##### DATA EXTRACTS #####

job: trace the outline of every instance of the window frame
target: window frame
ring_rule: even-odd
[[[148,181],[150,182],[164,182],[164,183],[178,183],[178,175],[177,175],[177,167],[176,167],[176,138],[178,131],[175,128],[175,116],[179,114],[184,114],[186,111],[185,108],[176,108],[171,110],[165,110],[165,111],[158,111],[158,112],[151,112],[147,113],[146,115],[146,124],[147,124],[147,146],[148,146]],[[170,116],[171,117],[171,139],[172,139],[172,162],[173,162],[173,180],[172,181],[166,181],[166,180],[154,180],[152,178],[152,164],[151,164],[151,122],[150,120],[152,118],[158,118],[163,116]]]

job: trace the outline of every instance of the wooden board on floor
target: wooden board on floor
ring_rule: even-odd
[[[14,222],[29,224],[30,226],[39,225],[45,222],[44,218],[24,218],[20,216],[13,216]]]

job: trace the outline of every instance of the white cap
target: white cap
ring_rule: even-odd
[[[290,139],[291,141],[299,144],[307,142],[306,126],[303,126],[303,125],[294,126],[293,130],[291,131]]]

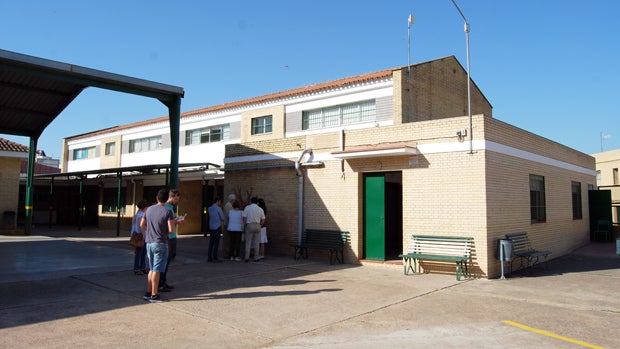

#####

WHAT THE EXERCISE ASKS: Copy each entry exactly, with no pictures.

WRITTEN RESPONSE:
job: trace the outline of every instance of the window frame
target: window frame
ring_rule: even-odd
[[[148,181],[150,182],[164,182],[164,183],[178,183],[178,175],[177,175],[177,167],[176,167],[176,138],[178,131],[175,128],[175,116],[179,114],[184,114],[186,111],[185,108],[176,108],[171,110],[165,110],[165,111],[158,111],[158,112],[151,112],[147,113],[146,115],[146,124],[147,124],[147,146],[148,146]],[[170,116],[171,117],[171,139],[172,139],[172,162],[173,162],[173,180],[172,181],[166,181],[166,180],[154,180],[152,178],[152,164],[151,164],[151,122],[150,120],[152,118],[158,118],[163,116]]]

job: trace the outline of every instance of the wooden board on floor
target: wooden board on floor
ring_rule: even-odd
[[[14,222],[29,224],[30,226],[39,225],[45,222],[44,218],[24,218],[20,216],[13,216]]]

job: trace the outline of every instance of the white cap
target: white cap
ring_rule: even-odd
[[[290,139],[291,141],[299,144],[307,142],[306,126],[303,126],[303,125],[294,126],[293,130],[291,131]]]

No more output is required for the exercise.